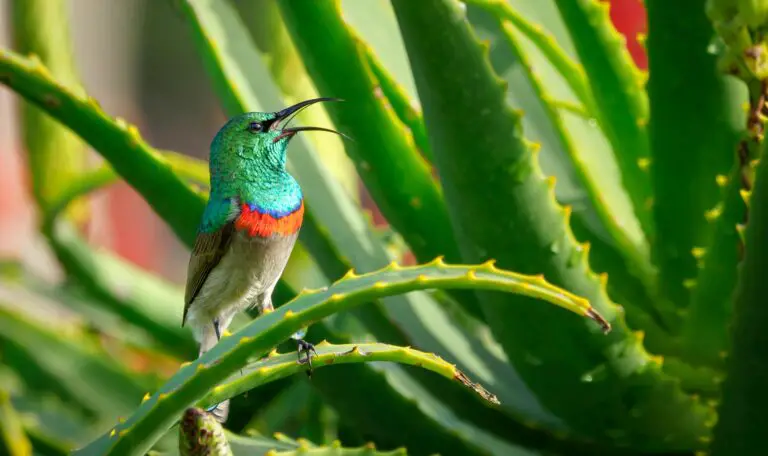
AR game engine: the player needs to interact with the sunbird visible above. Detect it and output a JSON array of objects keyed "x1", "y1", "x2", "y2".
[{"x1": 182, "y1": 97, "x2": 345, "y2": 422}]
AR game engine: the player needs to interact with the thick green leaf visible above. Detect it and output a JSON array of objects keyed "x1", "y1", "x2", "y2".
[
  {"x1": 363, "y1": 49, "x2": 433, "y2": 163},
  {"x1": 646, "y1": 0, "x2": 744, "y2": 313},
  {"x1": 391, "y1": 0, "x2": 712, "y2": 449},
  {"x1": 277, "y1": 0, "x2": 462, "y2": 266},
  {"x1": 0, "y1": 302, "x2": 151, "y2": 424},
  {"x1": 488, "y1": 18, "x2": 668, "y2": 334},
  {"x1": 199, "y1": 343, "x2": 500, "y2": 409},
  {"x1": 462, "y1": 0, "x2": 596, "y2": 114},
  {"x1": 681, "y1": 165, "x2": 746, "y2": 367},
  {"x1": 552, "y1": 0, "x2": 653, "y2": 237},
  {"x1": 0, "y1": 49, "x2": 205, "y2": 247},
  {"x1": 711, "y1": 135, "x2": 768, "y2": 455},
  {"x1": 77, "y1": 261, "x2": 603, "y2": 455},
  {"x1": 11, "y1": 0, "x2": 87, "y2": 214}
]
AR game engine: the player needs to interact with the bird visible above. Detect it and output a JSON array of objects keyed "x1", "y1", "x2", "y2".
[{"x1": 182, "y1": 97, "x2": 345, "y2": 423}]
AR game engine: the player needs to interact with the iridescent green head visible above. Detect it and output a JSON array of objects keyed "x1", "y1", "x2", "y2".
[{"x1": 207, "y1": 98, "x2": 344, "y2": 212}]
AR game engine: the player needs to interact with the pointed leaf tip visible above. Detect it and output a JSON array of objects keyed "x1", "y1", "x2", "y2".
[{"x1": 586, "y1": 308, "x2": 611, "y2": 334}]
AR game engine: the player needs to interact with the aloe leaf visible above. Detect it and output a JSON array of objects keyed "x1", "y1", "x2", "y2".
[
  {"x1": 363, "y1": 49, "x2": 433, "y2": 163},
  {"x1": 710, "y1": 139, "x2": 768, "y2": 455},
  {"x1": 551, "y1": 0, "x2": 653, "y2": 236},
  {"x1": 681, "y1": 166, "x2": 746, "y2": 367},
  {"x1": 77, "y1": 261, "x2": 604, "y2": 455},
  {"x1": 38, "y1": 166, "x2": 199, "y2": 357},
  {"x1": 462, "y1": 0, "x2": 596, "y2": 114},
  {"x1": 198, "y1": 342, "x2": 498, "y2": 410},
  {"x1": 292, "y1": 222, "x2": 597, "y2": 453},
  {"x1": 0, "y1": 389, "x2": 32, "y2": 456},
  {"x1": 277, "y1": 0, "x2": 462, "y2": 266},
  {"x1": 646, "y1": 0, "x2": 745, "y2": 313},
  {"x1": 10, "y1": 0, "x2": 88, "y2": 218},
  {"x1": 391, "y1": 0, "x2": 712, "y2": 449},
  {"x1": 463, "y1": 4, "x2": 665, "y2": 341},
  {"x1": 0, "y1": 302, "x2": 151, "y2": 423},
  {"x1": 0, "y1": 49, "x2": 205, "y2": 246},
  {"x1": 491, "y1": 20, "x2": 668, "y2": 333}
]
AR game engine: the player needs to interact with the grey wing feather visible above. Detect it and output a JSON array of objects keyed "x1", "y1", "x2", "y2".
[{"x1": 182, "y1": 222, "x2": 235, "y2": 326}]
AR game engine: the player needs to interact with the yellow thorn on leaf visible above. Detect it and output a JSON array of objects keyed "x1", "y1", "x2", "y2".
[
  {"x1": 715, "y1": 174, "x2": 728, "y2": 187},
  {"x1": 142, "y1": 393, "x2": 151, "y2": 403},
  {"x1": 466, "y1": 269, "x2": 478, "y2": 280},
  {"x1": 691, "y1": 247, "x2": 706, "y2": 259},
  {"x1": 373, "y1": 281, "x2": 387, "y2": 289},
  {"x1": 740, "y1": 189, "x2": 751, "y2": 204},
  {"x1": 637, "y1": 157, "x2": 651, "y2": 171},
  {"x1": 110, "y1": 429, "x2": 116, "y2": 437},
  {"x1": 222, "y1": 329, "x2": 232, "y2": 337},
  {"x1": 704, "y1": 204, "x2": 723, "y2": 221},
  {"x1": 330, "y1": 293, "x2": 344, "y2": 302},
  {"x1": 284, "y1": 310, "x2": 295, "y2": 318}
]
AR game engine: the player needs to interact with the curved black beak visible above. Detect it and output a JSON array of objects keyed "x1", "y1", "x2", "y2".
[{"x1": 271, "y1": 97, "x2": 350, "y2": 143}]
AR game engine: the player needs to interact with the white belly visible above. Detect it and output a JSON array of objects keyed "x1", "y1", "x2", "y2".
[{"x1": 185, "y1": 230, "x2": 298, "y2": 348}]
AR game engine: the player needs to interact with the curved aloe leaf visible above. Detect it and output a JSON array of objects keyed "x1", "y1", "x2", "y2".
[
  {"x1": 0, "y1": 390, "x2": 32, "y2": 456},
  {"x1": 646, "y1": 0, "x2": 744, "y2": 313},
  {"x1": 711, "y1": 137, "x2": 768, "y2": 455},
  {"x1": 77, "y1": 261, "x2": 605, "y2": 455},
  {"x1": 277, "y1": 0, "x2": 463, "y2": 266},
  {"x1": 198, "y1": 342, "x2": 498, "y2": 409},
  {"x1": 0, "y1": 48, "x2": 205, "y2": 247},
  {"x1": 552, "y1": 0, "x2": 653, "y2": 237},
  {"x1": 391, "y1": 0, "x2": 712, "y2": 449}
]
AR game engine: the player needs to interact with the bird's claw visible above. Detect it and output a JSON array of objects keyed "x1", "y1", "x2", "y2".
[{"x1": 296, "y1": 339, "x2": 318, "y2": 377}]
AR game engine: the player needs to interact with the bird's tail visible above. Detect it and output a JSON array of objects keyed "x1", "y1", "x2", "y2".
[{"x1": 198, "y1": 326, "x2": 230, "y2": 424}]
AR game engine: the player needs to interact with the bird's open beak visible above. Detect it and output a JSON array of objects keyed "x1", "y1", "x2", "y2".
[{"x1": 272, "y1": 97, "x2": 350, "y2": 143}]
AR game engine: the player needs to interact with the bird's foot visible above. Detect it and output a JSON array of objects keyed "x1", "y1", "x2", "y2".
[{"x1": 296, "y1": 339, "x2": 318, "y2": 377}]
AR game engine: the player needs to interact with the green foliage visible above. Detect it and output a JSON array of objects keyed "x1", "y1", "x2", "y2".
[{"x1": 1, "y1": 0, "x2": 767, "y2": 454}]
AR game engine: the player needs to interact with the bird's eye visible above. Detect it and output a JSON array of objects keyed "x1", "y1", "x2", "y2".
[{"x1": 247, "y1": 122, "x2": 264, "y2": 133}]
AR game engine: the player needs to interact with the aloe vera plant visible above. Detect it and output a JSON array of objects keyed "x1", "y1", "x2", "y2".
[{"x1": 2, "y1": 0, "x2": 768, "y2": 454}]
——
What needs to be done: Your response must restate every record above exactly, with each picture omitted.

Task response:
AR game engine: the player needs to interact with the sunbird visible above. Detect it and output a JSON array of objects keyed "x1", "y1", "x2", "y2".
[{"x1": 182, "y1": 97, "x2": 345, "y2": 422}]
AR game engine: the player needs to interact with the thick green leaf visible above. Detect it and output a JSON array of objects keyed "x1", "y1", "x2", "y2".
[
  {"x1": 363, "y1": 49, "x2": 433, "y2": 163},
  {"x1": 646, "y1": 0, "x2": 744, "y2": 313},
  {"x1": 391, "y1": 0, "x2": 712, "y2": 449},
  {"x1": 277, "y1": 0, "x2": 462, "y2": 266},
  {"x1": 0, "y1": 302, "x2": 151, "y2": 424},
  {"x1": 488, "y1": 18, "x2": 668, "y2": 334},
  {"x1": 199, "y1": 343, "x2": 500, "y2": 409},
  {"x1": 462, "y1": 0, "x2": 596, "y2": 114},
  {"x1": 681, "y1": 165, "x2": 746, "y2": 367},
  {"x1": 552, "y1": 0, "x2": 653, "y2": 237},
  {"x1": 0, "y1": 49, "x2": 205, "y2": 247},
  {"x1": 711, "y1": 135, "x2": 768, "y2": 455},
  {"x1": 77, "y1": 261, "x2": 603, "y2": 455},
  {"x1": 11, "y1": 0, "x2": 87, "y2": 214}
]
AR game engine: the player needs to interact with the bird visible above. Detect it and output a JSON array of objects keyed "x1", "y1", "x2", "y2".
[{"x1": 182, "y1": 97, "x2": 345, "y2": 423}]
AR game engine: the player needs to interact with the iridescent green head visible above. Detect it and output a JSON array of objects keyed "x1", "y1", "x2", "y2".
[{"x1": 207, "y1": 98, "x2": 344, "y2": 212}]
AR game engine: the player needs to interact with the pointed leaf tip visible above. Detect it and output a JSON array of objects keyed "x1", "y1", "x2", "y2".
[{"x1": 586, "y1": 308, "x2": 611, "y2": 334}]
AR game engine: the player needs to interact with the aloe leaf visible above. Detect it and output a JSON array of objects keyed "x1", "y1", "x2", "y2".
[
  {"x1": 363, "y1": 49, "x2": 433, "y2": 163},
  {"x1": 710, "y1": 139, "x2": 768, "y2": 455},
  {"x1": 551, "y1": 0, "x2": 653, "y2": 236},
  {"x1": 681, "y1": 166, "x2": 746, "y2": 367},
  {"x1": 77, "y1": 261, "x2": 604, "y2": 455},
  {"x1": 38, "y1": 166, "x2": 199, "y2": 357},
  {"x1": 462, "y1": 0, "x2": 596, "y2": 114},
  {"x1": 198, "y1": 342, "x2": 498, "y2": 410},
  {"x1": 292, "y1": 222, "x2": 597, "y2": 453},
  {"x1": 0, "y1": 389, "x2": 32, "y2": 456},
  {"x1": 277, "y1": 0, "x2": 462, "y2": 266},
  {"x1": 646, "y1": 0, "x2": 745, "y2": 313},
  {"x1": 10, "y1": 0, "x2": 88, "y2": 218},
  {"x1": 391, "y1": 0, "x2": 712, "y2": 449},
  {"x1": 463, "y1": 4, "x2": 665, "y2": 341},
  {"x1": 0, "y1": 302, "x2": 151, "y2": 423},
  {"x1": 0, "y1": 49, "x2": 205, "y2": 246},
  {"x1": 491, "y1": 20, "x2": 668, "y2": 333}
]
AR game engine: the player needs to interact with the grey wing feather visible above. Detect it and output a JSON array of objects keyed "x1", "y1", "x2", "y2".
[{"x1": 182, "y1": 222, "x2": 235, "y2": 326}]
AR game engine: the player needs to interact with the yellow thorn on leaf visible above. Detect it and output a JSON array of objects keyed "x1", "y1", "x2", "y2".
[
  {"x1": 715, "y1": 174, "x2": 728, "y2": 187},
  {"x1": 142, "y1": 393, "x2": 151, "y2": 403},
  {"x1": 466, "y1": 269, "x2": 478, "y2": 280},
  {"x1": 691, "y1": 247, "x2": 706, "y2": 259},
  {"x1": 373, "y1": 281, "x2": 387, "y2": 289},
  {"x1": 740, "y1": 189, "x2": 751, "y2": 204},
  {"x1": 637, "y1": 157, "x2": 651, "y2": 171},
  {"x1": 110, "y1": 429, "x2": 116, "y2": 437},
  {"x1": 222, "y1": 329, "x2": 232, "y2": 337},
  {"x1": 704, "y1": 204, "x2": 723, "y2": 221},
  {"x1": 330, "y1": 293, "x2": 344, "y2": 302},
  {"x1": 284, "y1": 310, "x2": 295, "y2": 318}
]
AR game engine: the player needs to interact with the curved black beak visible above. Detect it and output a JSON array of objects keyed "x1", "y1", "x2", "y2".
[{"x1": 271, "y1": 97, "x2": 350, "y2": 143}]
AR game engine: the player needs to interact with the white belly visible above. Detect it and output a JSON array of objects keyed "x1", "y1", "x2", "y2".
[{"x1": 185, "y1": 230, "x2": 298, "y2": 348}]
AR game engine: the player needs to interact with the curved aloe leaf visible above. Detect it and output a JSON array of objects keyed "x1", "y1", "x2", "y2".
[
  {"x1": 0, "y1": 390, "x2": 32, "y2": 456},
  {"x1": 646, "y1": 0, "x2": 744, "y2": 313},
  {"x1": 711, "y1": 137, "x2": 768, "y2": 455},
  {"x1": 77, "y1": 261, "x2": 605, "y2": 455},
  {"x1": 277, "y1": 0, "x2": 463, "y2": 266},
  {"x1": 198, "y1": 342, "x2": 498, "y2": 409},
  {"x1": 0, "y1": 48, "x2": 205, "y2": 247},
  {"x1": 552, "y1": 0, "x2": 653, "y2": 237},
  {"x1": 391, "y1": 0, "x2": 712, "y2": 449}
]
AR game engine: the player needs to interact with the bird's claw visible above. Detect it and output a JSON array of objects keyed "x1", "y1", "x2", "y2".
[{"x1": 296, "y1": 339, "x2": 318, "y2": 377}]
AR game engine: the player needs to interact with the bird's tail visible above. Detect it and output a JSON array of objects keyed "x1", "y1", "x2", "y2".
[{"x1": 198, "y1": 326, "x2": 230, "y2": 424}]
AR game engine: the player needs to interact with the bird's open beak visible above. Detect it and output a JSON array of objects keyed "x1", "y1", "x2", "y2".
[{"x1": 272, "y1": 97, "x2": 350, "y2": 143}]
AR game engine: the player needs to interact with the bird's foot visible above. Detect it and output a JSON array of objects keyed "x1", "y1", "x2", "y2".
[{"x1": 296, "y1": 339, "x2": 318, "y2": 377}]
AR game engine: the player needs to interact with the green foliage visible above. Detect it and output a JSON array of objects keyed "x1", "y1", "x2", "y2".
[{"x1": 1, "y1": 0, "x2": 767, "y2": 454}]
AR game engine: the player needs to interact with the bird's eye visible above. Detect it and output a JSON array of objects keyed "x1", "y1", "x2", "y2".
[{"x1": 247, "y1": 122, "x2": 264, "y2": 133}]
AR game engine: the player needs to interact with the aloe vera plant visible above. Detect it and output a JSON array of objects keyed "x1", "y1", "x2", "y2".
[{"x1": 2, "y1": 0, "x2": 768, "y2": 454}]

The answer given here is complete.